Varlena, LLC | PostgreSQL General Bits Newsletter

PostgreSQL Training,
Consulting & Support

By A. Elein Mustain

22-Sep-2003 Issue: 44

Archives |

General Tidbits |

Google General Bits |

Prev |

General Bits is a column loosely based on the PostgreSQL mailing list pgsql-general.
To find out more about the pgsql-general list and PostgreSQL, see www.PostgreSQL.org.

Table defaults with View Rules
[GENERAL] Column defaults fail with rules on view	19-Sep-2003

A RULE to update a table based on the view does not "automatically" inherit the DEFAULT values for columns in a table. The rewrite RULE is very explicit--it does just what it says and no more. The time for handling the default values is earlier than the RULE.

This said, constraints on the table (as distinct from DEFAULT values) are enforced by the underlying table. SERIAL columns also work correctly with update rules as long as the value is not set.

Berend Tober has a particularly nice test case to show the behavior of update rules with DEFAULT values. This test case shows the creation of the table with default values set for columns three and four as well as a SERIAL in column 2.

   CREATE TABLE test_table (
      field1 char(1) NOT NULL,
      field2 SERIAL,
      field3 INTEGER DEFAULT 1,
      field4 VARCHAR(24) DEFAULT '(default value)',
      CONSTRAINT testdb_pkey PRIMARY KEY (field2));
   
   CREATE VIEW test_table_v AS
      SELECT field1, field3, field4 FROM test_table;
   
   CREATE RULE test_table_rd AS ON DELETE TO test_table_v DO INSTEAD
      DELETE FROM test_table WHERE field1 = old.field1;
   
   CREATE RULE test_table_ri AS ON INSERT TO test_table_v DO INSTEAD
      INSERT INTO test_table (field1, field3, field4)

(Stored rows)
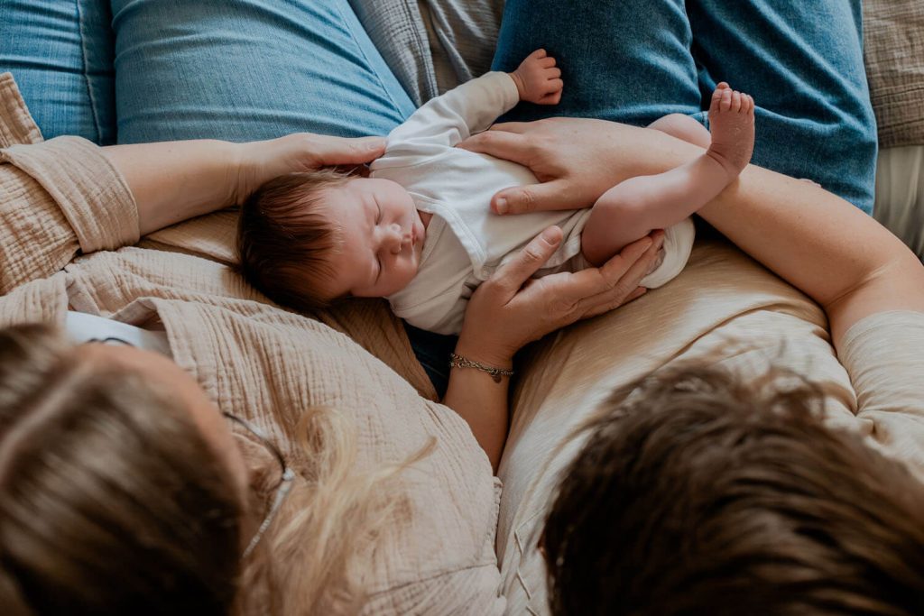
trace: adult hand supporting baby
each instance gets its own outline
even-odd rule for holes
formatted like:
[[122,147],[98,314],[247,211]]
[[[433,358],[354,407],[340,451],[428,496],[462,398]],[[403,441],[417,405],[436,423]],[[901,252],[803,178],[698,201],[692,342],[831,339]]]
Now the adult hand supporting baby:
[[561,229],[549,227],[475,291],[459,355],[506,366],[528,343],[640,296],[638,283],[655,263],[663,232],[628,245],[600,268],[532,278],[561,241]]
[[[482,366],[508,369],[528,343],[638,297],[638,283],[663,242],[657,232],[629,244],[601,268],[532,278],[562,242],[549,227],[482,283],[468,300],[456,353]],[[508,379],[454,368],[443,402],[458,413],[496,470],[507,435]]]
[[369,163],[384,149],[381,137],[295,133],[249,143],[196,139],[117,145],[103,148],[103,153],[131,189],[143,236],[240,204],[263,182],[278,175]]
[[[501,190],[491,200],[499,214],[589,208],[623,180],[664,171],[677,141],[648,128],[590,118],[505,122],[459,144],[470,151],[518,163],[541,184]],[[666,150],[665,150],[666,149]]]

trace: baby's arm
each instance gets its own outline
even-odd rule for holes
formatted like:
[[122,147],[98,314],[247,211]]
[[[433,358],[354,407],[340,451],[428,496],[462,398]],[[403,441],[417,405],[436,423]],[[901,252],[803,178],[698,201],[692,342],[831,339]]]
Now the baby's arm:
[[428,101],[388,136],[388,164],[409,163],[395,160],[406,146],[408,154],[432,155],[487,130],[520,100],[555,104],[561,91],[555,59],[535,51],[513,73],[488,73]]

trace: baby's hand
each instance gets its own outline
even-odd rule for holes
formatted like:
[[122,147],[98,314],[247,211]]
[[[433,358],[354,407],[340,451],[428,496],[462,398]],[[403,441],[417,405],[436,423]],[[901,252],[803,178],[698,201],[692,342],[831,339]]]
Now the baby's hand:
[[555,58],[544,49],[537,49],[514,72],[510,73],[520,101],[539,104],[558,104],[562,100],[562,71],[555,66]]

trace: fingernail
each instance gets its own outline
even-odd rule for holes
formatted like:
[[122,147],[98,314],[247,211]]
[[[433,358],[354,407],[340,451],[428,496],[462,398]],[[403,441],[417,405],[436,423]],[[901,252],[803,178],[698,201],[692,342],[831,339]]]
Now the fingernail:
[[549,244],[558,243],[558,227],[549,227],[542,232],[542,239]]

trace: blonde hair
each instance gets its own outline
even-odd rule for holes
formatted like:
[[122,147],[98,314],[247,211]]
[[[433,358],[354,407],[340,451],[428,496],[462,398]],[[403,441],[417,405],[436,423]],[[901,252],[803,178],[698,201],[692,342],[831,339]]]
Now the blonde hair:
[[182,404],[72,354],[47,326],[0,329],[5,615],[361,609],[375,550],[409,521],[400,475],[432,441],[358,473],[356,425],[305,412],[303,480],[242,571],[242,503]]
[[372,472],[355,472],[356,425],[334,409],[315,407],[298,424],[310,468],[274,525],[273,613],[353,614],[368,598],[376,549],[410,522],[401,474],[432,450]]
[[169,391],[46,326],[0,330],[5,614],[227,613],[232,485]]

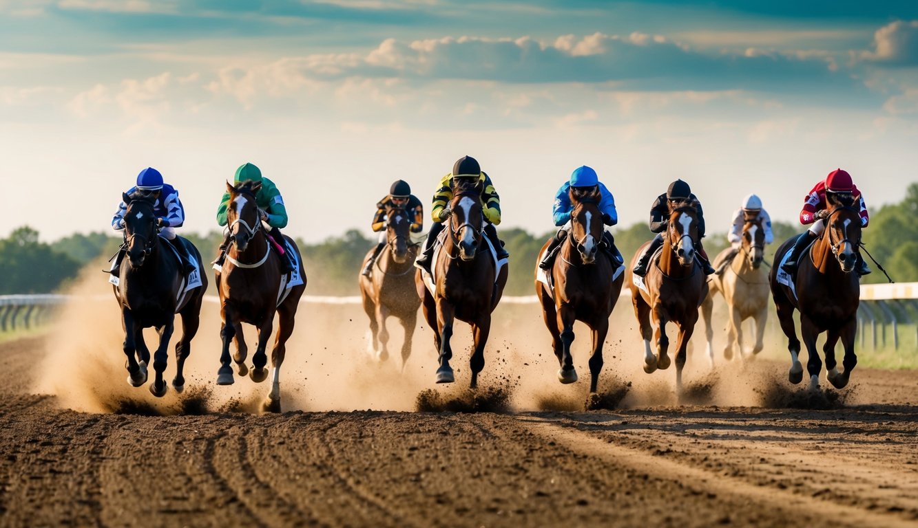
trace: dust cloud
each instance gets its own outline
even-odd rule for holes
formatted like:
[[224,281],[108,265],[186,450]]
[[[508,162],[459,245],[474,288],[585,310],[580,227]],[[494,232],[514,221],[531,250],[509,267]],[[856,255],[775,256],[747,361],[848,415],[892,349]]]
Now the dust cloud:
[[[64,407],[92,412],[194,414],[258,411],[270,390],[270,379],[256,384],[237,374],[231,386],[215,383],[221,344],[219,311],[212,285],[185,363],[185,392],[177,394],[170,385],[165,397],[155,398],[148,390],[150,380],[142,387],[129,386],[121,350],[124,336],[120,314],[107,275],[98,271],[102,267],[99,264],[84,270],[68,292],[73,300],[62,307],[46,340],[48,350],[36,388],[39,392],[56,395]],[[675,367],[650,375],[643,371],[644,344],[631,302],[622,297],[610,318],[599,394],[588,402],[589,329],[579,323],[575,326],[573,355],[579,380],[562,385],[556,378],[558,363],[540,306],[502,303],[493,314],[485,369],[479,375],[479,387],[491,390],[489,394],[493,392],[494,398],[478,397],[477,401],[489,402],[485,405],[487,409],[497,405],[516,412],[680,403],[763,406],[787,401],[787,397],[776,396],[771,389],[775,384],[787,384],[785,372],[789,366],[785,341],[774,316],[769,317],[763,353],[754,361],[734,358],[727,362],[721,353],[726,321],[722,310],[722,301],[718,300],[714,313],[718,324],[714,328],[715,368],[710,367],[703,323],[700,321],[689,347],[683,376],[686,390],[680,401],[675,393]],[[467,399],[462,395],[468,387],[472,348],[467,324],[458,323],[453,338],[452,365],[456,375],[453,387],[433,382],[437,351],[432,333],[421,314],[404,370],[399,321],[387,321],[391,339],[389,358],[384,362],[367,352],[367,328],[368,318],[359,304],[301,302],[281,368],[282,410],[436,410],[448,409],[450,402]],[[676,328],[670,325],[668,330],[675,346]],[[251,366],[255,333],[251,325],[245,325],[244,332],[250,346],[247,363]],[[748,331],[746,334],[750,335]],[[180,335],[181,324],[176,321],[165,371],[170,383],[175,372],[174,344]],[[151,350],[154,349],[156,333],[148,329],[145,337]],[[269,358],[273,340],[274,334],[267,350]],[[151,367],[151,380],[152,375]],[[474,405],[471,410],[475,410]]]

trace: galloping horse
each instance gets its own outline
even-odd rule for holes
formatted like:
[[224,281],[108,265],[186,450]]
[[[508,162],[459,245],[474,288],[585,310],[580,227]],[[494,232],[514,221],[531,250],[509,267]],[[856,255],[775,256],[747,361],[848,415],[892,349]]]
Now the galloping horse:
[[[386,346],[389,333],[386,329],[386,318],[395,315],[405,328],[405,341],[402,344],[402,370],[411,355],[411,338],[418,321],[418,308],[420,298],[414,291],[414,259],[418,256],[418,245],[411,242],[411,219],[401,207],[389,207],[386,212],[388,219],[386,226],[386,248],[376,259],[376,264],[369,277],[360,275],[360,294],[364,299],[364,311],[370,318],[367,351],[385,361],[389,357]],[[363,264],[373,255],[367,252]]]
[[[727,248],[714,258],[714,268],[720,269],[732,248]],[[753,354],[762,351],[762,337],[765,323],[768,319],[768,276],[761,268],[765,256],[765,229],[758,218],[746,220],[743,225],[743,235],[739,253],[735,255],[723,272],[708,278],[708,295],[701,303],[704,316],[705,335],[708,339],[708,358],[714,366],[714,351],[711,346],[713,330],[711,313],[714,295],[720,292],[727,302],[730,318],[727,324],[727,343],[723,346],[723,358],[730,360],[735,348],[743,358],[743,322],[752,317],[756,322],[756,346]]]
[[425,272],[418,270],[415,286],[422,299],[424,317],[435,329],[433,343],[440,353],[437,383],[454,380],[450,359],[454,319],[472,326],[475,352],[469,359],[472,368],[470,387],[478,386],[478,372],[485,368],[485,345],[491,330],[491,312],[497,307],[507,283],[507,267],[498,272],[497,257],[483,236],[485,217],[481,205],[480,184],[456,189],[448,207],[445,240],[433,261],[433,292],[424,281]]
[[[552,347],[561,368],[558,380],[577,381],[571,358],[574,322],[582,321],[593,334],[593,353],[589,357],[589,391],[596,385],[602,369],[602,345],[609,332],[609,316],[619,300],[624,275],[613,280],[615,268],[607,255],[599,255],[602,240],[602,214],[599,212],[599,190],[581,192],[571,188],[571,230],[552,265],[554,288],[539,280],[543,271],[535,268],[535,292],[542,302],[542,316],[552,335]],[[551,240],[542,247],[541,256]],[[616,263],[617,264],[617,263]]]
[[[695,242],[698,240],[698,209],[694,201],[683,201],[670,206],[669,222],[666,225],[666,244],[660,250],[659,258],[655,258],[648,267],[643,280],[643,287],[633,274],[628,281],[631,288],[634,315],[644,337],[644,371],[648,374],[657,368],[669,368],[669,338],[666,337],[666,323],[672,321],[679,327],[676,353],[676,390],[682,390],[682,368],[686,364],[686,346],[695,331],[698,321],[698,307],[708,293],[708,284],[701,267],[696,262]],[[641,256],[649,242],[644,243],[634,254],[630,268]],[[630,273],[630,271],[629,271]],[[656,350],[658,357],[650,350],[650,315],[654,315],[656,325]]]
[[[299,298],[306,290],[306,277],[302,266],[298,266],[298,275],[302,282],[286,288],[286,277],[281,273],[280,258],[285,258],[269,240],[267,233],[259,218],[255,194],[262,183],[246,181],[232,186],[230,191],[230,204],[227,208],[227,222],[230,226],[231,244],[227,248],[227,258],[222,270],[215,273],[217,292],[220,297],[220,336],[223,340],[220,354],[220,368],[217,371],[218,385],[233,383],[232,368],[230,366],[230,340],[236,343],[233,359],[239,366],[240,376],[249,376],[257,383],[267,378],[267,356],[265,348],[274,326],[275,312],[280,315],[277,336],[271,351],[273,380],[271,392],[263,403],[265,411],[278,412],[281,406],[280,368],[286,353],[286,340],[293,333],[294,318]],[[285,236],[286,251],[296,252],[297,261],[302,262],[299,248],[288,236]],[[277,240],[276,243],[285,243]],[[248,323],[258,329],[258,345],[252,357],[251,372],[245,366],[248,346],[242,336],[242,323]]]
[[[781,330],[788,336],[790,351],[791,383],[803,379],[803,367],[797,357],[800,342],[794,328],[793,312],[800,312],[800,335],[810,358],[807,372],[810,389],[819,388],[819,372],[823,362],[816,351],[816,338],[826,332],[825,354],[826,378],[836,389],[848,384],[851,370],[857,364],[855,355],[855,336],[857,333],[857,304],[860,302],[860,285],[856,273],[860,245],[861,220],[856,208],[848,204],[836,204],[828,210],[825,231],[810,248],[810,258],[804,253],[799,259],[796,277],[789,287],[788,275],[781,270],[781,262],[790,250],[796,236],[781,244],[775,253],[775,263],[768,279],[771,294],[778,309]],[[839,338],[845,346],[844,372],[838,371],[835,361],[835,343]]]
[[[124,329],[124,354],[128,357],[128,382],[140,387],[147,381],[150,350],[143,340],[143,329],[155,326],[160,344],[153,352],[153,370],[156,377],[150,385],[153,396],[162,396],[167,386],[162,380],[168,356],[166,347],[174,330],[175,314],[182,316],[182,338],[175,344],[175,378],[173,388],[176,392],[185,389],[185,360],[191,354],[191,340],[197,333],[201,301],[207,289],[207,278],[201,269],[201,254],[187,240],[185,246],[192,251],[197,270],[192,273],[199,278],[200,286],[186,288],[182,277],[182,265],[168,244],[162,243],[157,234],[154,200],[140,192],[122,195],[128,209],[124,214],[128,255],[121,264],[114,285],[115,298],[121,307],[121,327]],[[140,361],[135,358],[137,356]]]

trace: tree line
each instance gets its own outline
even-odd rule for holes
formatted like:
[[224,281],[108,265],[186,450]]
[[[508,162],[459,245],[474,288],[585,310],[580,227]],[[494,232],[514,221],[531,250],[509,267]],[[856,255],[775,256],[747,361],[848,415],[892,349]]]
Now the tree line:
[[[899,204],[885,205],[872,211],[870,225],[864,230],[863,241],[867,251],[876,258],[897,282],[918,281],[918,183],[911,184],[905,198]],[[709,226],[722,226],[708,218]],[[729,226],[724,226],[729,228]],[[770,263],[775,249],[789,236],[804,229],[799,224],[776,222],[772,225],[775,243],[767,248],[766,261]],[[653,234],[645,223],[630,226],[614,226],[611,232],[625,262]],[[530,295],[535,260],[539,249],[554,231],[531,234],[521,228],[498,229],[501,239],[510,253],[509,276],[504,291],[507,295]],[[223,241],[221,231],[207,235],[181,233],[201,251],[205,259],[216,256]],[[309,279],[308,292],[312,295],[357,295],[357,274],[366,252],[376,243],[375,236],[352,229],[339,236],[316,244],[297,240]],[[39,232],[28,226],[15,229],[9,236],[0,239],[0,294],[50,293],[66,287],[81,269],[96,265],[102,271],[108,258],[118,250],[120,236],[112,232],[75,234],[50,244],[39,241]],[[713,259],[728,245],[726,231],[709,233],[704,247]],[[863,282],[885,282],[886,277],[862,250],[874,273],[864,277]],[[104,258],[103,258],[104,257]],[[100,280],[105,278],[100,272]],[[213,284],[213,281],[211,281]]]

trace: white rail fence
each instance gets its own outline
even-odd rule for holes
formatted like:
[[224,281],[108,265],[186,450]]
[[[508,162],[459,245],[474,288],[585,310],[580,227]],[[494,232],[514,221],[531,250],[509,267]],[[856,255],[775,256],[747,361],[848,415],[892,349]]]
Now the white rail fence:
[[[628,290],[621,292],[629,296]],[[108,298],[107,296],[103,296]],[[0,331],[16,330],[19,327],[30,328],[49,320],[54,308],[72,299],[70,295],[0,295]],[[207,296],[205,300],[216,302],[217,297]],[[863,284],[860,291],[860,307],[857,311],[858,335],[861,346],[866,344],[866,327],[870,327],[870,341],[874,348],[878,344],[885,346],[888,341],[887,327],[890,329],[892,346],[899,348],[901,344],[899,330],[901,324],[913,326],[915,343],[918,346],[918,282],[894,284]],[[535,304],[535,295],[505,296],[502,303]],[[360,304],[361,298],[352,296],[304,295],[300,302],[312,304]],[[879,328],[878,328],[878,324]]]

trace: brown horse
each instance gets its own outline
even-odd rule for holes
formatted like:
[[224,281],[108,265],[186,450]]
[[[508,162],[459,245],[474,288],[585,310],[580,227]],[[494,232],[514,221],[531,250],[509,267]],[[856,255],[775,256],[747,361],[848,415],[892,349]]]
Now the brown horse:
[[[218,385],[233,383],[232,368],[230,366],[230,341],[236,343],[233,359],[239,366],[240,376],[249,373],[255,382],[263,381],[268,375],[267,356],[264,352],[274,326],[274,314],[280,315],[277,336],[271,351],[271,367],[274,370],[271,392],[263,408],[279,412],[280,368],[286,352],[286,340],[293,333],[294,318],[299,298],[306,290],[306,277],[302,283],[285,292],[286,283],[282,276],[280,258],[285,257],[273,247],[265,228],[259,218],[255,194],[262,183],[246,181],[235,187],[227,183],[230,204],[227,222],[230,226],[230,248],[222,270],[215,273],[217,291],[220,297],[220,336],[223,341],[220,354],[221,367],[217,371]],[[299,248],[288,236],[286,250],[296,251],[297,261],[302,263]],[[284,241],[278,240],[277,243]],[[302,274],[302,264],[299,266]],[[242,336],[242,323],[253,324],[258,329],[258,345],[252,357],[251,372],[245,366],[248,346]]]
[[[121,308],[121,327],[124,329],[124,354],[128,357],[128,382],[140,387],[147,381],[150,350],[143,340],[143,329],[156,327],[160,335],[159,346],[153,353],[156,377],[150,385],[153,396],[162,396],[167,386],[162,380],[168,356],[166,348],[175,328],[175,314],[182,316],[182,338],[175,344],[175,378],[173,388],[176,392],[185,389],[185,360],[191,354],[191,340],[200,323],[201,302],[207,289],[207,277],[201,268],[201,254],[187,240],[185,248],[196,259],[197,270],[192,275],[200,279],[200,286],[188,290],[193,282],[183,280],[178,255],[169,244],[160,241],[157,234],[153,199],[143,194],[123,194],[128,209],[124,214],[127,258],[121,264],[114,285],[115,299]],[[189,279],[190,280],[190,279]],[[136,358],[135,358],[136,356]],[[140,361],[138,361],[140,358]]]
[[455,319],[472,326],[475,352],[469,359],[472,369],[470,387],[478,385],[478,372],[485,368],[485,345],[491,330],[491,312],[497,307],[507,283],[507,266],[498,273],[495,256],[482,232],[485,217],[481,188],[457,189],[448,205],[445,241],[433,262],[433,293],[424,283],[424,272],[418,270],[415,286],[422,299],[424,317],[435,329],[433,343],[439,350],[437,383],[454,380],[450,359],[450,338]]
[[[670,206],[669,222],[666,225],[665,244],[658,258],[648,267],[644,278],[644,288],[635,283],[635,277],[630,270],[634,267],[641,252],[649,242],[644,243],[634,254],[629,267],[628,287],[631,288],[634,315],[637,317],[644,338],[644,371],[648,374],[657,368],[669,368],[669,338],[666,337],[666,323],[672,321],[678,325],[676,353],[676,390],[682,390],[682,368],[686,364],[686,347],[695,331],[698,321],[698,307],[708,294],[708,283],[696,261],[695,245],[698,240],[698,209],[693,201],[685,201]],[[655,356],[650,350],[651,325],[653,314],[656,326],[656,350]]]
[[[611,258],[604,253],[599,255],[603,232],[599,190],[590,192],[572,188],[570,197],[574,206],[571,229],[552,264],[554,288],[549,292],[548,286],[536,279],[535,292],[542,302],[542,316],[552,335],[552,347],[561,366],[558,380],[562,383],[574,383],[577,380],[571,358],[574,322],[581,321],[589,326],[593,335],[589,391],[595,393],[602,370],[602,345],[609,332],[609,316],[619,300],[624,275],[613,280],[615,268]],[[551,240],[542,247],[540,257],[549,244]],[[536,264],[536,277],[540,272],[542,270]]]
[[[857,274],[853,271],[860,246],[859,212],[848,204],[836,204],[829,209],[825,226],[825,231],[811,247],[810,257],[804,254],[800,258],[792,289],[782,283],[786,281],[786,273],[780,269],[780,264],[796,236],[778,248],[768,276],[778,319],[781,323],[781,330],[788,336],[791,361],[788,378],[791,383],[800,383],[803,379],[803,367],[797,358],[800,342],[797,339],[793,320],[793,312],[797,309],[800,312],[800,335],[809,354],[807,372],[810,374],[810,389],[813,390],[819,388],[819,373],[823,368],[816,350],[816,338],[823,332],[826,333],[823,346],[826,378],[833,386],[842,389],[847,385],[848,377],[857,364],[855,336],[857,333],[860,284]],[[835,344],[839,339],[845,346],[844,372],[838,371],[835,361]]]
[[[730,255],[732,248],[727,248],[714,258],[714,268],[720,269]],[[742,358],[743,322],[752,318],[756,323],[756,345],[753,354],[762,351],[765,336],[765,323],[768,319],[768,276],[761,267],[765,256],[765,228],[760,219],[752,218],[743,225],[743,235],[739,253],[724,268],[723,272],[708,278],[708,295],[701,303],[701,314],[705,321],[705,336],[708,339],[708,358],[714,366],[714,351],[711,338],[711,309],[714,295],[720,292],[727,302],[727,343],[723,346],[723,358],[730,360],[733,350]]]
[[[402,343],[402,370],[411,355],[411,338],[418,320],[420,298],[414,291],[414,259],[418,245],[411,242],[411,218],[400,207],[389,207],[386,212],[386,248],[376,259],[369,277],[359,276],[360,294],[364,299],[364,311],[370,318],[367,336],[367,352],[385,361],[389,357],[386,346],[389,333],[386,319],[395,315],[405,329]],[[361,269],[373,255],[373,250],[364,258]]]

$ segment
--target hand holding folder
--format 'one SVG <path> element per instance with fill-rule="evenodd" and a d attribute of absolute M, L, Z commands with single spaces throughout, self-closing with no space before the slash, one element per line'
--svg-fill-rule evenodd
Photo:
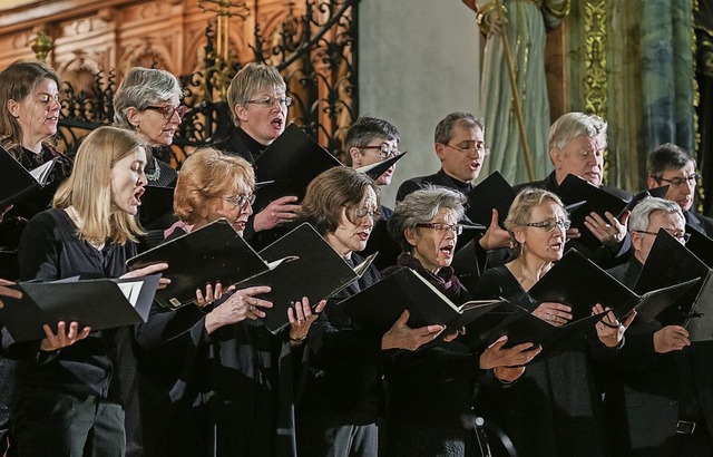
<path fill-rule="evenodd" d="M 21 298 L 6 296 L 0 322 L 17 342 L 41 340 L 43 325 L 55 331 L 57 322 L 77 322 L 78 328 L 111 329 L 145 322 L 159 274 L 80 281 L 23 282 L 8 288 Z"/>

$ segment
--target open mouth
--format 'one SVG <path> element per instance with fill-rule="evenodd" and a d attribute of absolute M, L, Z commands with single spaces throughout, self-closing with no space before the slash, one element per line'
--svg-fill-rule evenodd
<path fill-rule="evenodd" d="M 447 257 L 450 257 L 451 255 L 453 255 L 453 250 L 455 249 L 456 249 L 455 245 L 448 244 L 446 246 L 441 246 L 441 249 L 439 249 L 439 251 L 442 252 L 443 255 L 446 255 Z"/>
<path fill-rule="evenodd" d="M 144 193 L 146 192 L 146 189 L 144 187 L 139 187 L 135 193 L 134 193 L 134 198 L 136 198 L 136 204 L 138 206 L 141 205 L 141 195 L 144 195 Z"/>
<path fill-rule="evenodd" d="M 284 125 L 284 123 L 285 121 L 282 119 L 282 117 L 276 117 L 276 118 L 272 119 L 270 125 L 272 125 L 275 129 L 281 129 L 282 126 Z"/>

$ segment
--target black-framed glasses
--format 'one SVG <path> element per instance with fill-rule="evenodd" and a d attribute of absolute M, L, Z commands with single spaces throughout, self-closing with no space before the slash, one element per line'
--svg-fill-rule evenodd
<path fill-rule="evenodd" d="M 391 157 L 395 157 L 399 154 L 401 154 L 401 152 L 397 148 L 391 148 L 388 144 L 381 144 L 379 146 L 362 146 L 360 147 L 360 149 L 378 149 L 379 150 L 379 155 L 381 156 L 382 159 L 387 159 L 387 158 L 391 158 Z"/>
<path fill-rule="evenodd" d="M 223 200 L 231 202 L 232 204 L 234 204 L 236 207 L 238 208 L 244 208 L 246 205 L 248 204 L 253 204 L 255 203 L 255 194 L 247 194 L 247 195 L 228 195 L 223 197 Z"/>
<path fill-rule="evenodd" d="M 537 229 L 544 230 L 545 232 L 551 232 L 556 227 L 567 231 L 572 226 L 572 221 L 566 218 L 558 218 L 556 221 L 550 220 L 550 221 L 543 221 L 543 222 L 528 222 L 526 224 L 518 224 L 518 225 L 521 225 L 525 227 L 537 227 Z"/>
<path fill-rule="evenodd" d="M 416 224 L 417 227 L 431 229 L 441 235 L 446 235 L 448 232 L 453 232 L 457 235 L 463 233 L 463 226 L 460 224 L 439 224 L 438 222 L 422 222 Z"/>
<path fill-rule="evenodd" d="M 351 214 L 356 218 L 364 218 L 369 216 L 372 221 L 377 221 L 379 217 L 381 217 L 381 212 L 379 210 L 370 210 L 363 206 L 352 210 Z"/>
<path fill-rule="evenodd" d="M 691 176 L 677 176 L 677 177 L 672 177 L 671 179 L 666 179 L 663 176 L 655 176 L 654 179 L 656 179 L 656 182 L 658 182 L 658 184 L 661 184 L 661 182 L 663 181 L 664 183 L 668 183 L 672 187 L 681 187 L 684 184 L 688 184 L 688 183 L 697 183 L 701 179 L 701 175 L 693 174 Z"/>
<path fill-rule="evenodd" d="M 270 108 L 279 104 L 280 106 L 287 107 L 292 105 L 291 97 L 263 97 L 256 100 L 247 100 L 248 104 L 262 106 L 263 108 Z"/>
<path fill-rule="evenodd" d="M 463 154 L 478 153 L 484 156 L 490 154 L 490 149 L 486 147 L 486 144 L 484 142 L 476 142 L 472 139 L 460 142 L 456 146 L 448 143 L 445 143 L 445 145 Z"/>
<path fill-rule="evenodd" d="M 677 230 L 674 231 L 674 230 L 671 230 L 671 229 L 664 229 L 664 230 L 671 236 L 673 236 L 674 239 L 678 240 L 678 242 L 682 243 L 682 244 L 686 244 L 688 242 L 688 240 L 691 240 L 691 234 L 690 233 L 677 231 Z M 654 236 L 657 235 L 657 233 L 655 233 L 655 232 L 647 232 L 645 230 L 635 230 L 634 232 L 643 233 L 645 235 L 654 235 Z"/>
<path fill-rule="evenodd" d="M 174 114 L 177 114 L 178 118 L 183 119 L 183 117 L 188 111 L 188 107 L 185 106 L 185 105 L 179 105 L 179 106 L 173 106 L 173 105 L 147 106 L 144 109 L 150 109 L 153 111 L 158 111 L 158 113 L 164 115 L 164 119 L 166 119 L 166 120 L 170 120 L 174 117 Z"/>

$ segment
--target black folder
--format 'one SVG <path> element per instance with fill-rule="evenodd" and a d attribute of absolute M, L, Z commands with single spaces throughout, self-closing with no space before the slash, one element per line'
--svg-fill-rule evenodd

(Given task) In the newsletter excerpt on view rules, what enforces the table's constraints when a rule updates it through the view? Base your answer on the newsletter excerpt alone.

(Answer for the task) The underlying table enforces them.